+++ Extract to read +++

Figure 5 NAK Control Packet

2.5

ACKACK Packet Structure

The main role of ACKACK is to calculate the Round Trip Time (RTT) for the link, which is crucial as an included link statistic in the ACK packet. Figure 6 demonstrates the ACKACK packet structure. Both ACK and ACKACK packets feature precise timestamps and ACK sequence numbers. As the sender delivers the ACK packet to the receiver, the receiver promptly returns an ACKACK packet. This enables the sender to match each ACK packet with its corresponding ACKACK, calculating RTT by subtracting their timestamps.

Figure 6 ACKACK Packet Structure

2.6

Keepalive and Shutdown Packet Structure

The last two packet types in SRT are the Keepalive and Shutdown packets. Their structures are shown in Figures 7 and 8.

Figure 7 Keepalive Packet Structure

Figure 8 Shutdown Packet Structure

3

Wireshark Packet Capture Analysis

Wireshark is an extensively used open-source packet analysis software, capable of intercepting various network packets and displaying detailed packet information. As the IP trend in the broadcast industry progresses, Wireshark’s role grows, akin to waveform monitors for SDI signals and stream analyzers for TS streams.

The following are two examples of using Wireshark for link analysis:

3.1

Scenario 1: Connection Failure

In the process of setting up SRT links, connection failures may occur due to various reasons. Here, we can leverage Wireshark’s packet capture analysis to determine the error type.

Figure 9 depicts captured data following connection failure, with video capture available below. The persistent handshake packet exchanges indicate a failure to establish a successful handshake, yet confirm correct IP and port settings, as communication between parties is functional.

+++ Entries supplied +++

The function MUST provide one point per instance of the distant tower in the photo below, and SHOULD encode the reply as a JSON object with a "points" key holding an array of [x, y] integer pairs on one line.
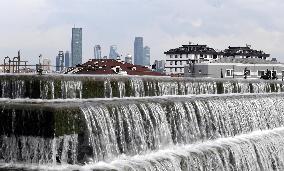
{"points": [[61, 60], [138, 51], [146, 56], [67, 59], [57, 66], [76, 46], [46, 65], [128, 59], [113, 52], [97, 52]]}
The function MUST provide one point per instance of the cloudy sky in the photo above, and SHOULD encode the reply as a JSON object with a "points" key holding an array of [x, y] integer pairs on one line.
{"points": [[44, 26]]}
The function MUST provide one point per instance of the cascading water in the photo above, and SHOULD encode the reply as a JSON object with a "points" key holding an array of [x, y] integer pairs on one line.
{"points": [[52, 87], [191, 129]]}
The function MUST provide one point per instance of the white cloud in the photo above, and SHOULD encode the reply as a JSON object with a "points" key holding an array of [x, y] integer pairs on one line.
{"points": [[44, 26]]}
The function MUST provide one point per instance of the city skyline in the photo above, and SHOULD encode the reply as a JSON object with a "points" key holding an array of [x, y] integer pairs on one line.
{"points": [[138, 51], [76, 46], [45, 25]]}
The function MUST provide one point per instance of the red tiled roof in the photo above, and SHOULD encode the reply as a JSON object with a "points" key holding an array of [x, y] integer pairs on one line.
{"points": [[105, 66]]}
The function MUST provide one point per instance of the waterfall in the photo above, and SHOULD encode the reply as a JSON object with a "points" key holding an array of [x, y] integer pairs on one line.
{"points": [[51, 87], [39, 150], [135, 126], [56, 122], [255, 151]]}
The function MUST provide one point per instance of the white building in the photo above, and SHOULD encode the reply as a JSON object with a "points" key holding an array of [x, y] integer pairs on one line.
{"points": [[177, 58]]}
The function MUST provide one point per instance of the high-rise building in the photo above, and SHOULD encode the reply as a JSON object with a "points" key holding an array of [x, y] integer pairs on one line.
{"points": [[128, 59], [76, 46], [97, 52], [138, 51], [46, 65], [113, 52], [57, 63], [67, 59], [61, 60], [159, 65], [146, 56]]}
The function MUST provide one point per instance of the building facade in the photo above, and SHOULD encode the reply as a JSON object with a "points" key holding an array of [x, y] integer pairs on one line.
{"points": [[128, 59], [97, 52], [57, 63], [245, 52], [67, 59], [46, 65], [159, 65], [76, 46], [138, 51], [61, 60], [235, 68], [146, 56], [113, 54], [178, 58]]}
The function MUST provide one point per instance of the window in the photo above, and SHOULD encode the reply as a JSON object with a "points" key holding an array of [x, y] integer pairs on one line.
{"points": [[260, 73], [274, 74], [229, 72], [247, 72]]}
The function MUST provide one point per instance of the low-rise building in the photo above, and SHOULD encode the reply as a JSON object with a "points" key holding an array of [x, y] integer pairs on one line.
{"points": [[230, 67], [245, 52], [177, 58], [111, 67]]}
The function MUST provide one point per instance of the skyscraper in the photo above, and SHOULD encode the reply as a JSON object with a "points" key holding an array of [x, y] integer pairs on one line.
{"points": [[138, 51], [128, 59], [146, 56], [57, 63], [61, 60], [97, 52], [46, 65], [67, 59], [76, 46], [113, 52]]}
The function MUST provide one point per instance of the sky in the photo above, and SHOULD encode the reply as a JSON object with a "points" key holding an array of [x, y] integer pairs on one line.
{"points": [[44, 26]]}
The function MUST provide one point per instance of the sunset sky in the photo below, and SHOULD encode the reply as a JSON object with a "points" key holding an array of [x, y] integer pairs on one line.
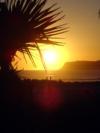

+++
+++ Entries supplied +++

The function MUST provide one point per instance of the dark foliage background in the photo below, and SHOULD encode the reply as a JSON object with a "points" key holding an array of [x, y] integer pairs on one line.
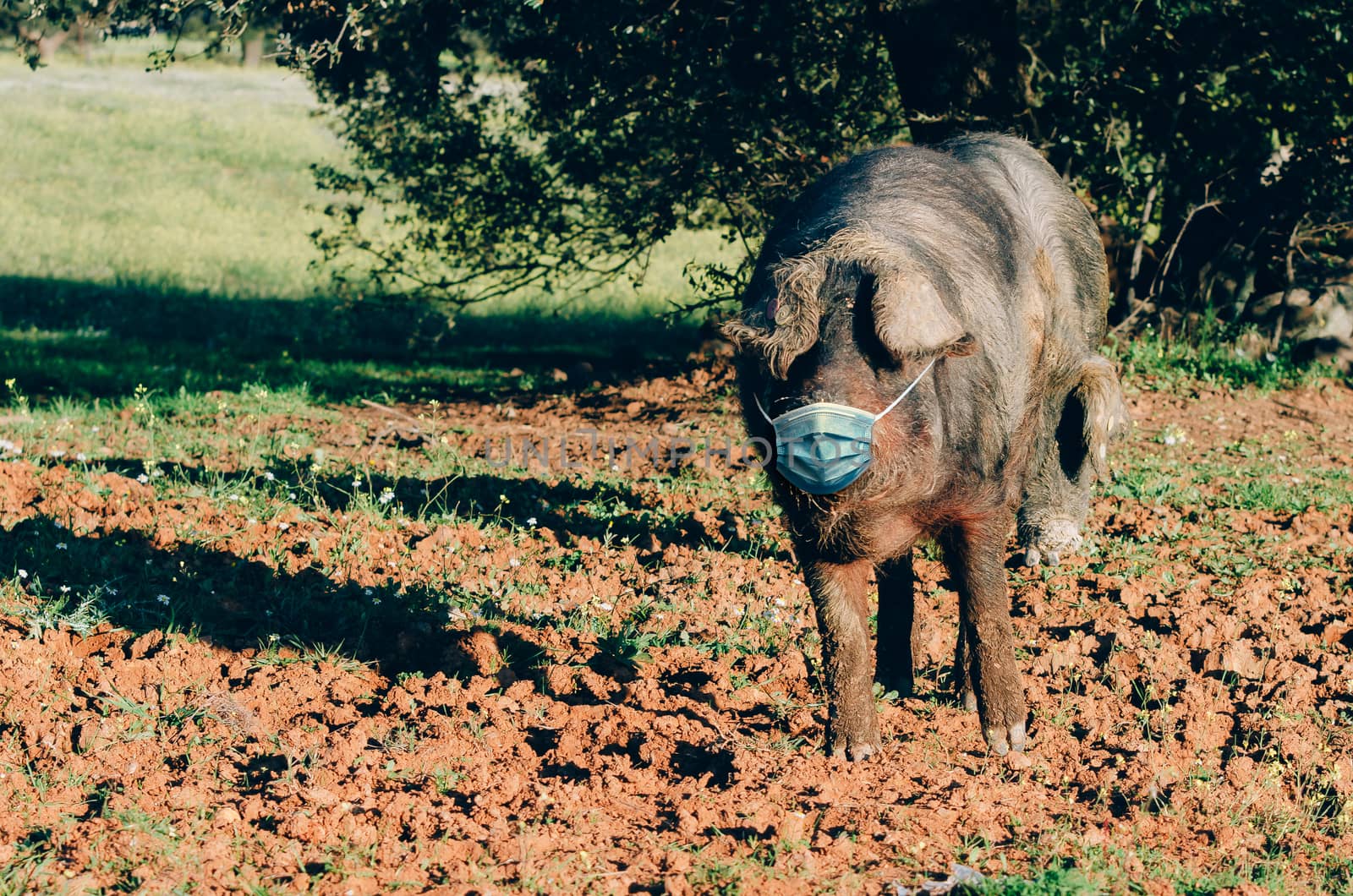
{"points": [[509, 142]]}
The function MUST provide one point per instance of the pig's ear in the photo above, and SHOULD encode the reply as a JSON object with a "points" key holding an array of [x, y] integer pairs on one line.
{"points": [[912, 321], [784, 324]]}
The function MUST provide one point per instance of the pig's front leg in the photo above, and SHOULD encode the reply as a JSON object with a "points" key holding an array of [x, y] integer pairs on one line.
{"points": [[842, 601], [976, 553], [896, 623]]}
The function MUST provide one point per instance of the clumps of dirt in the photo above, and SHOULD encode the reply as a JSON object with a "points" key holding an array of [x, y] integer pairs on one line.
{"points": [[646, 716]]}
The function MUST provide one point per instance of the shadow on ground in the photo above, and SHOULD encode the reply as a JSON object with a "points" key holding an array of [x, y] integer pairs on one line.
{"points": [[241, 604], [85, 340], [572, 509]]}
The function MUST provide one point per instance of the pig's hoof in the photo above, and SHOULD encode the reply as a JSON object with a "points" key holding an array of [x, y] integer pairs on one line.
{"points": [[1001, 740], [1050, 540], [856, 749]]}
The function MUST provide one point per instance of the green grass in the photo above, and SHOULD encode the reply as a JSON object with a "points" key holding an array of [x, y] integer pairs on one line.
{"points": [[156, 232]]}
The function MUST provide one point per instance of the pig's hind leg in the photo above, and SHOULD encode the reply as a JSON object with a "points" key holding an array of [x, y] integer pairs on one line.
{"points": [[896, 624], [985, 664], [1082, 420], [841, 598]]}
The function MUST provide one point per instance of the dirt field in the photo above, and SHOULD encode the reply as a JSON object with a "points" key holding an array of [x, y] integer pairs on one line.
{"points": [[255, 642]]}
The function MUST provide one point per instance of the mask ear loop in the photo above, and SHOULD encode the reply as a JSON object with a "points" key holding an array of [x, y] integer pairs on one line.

+++
+++ Entries supplied +++

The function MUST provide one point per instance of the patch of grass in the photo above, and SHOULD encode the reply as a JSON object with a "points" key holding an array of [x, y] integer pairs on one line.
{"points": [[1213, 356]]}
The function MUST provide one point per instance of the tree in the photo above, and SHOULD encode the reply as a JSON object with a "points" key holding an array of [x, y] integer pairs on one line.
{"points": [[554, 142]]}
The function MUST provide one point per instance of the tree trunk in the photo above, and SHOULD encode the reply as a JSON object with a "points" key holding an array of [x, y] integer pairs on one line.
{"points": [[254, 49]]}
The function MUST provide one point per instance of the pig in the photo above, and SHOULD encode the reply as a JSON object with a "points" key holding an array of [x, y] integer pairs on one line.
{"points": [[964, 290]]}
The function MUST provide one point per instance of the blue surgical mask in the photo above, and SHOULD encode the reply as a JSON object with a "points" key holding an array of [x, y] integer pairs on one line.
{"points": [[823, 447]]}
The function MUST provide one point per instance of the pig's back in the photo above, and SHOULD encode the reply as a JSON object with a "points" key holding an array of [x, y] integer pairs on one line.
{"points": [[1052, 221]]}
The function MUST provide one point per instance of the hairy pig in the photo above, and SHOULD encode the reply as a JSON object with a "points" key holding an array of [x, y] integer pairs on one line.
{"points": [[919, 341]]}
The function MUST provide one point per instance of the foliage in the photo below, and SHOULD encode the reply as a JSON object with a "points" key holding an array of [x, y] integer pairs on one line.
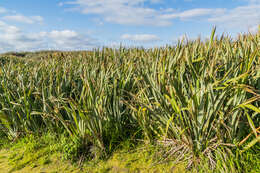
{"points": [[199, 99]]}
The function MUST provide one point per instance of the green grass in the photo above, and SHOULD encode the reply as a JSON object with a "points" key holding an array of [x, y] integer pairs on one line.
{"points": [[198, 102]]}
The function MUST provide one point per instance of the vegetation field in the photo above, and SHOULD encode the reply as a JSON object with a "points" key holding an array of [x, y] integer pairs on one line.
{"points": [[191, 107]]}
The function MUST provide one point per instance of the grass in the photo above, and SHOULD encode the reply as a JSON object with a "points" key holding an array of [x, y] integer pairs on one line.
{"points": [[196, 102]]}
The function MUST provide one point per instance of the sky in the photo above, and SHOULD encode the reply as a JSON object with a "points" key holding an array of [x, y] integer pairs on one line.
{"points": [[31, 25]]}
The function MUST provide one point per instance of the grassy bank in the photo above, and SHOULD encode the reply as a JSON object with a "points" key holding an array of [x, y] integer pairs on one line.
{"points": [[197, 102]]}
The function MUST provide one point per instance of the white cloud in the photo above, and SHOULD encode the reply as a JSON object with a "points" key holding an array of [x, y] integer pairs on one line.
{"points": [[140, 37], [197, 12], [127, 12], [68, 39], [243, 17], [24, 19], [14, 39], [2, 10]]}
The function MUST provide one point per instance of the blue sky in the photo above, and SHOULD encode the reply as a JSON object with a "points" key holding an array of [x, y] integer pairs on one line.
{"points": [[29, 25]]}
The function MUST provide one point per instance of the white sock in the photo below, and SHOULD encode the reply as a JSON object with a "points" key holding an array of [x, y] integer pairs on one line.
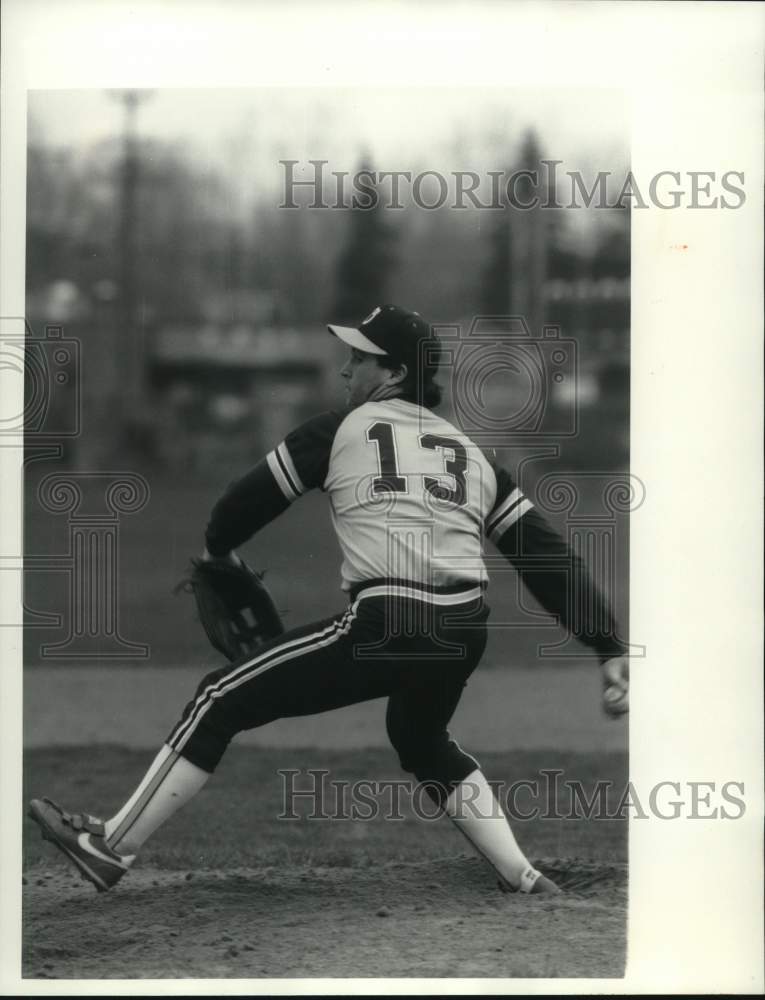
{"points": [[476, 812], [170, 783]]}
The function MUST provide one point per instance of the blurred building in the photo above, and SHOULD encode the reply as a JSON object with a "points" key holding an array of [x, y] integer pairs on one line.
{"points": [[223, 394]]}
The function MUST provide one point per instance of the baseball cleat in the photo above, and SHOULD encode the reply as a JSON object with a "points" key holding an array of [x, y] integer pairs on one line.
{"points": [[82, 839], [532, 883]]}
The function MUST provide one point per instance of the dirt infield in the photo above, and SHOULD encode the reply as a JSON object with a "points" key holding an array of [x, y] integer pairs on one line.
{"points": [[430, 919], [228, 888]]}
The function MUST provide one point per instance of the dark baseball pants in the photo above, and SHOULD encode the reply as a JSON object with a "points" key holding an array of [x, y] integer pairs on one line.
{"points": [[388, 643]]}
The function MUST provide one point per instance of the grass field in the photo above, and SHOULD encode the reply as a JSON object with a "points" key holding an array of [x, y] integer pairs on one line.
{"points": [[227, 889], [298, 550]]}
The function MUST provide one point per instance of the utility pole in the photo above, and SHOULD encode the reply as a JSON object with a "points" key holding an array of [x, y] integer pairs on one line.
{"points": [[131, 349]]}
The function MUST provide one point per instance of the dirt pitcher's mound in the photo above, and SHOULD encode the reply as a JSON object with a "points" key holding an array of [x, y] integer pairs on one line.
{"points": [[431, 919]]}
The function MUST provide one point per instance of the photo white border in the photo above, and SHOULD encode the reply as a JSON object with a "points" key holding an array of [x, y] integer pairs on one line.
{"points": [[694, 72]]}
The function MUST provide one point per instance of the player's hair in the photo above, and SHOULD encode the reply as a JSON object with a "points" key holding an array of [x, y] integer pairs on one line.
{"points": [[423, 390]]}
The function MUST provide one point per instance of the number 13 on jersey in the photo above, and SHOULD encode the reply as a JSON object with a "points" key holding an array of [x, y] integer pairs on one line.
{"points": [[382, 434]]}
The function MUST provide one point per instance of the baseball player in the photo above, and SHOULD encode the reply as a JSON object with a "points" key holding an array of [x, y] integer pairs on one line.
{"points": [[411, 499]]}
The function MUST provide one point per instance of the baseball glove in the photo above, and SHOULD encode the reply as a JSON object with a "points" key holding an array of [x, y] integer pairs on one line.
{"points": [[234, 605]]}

+++

According to the text about SRT packets, what is the main role of the ACKACK packet? This material is separate from the text about SRT packets.

Written response:
To calculate the Round Trip Time (RTT) for the link.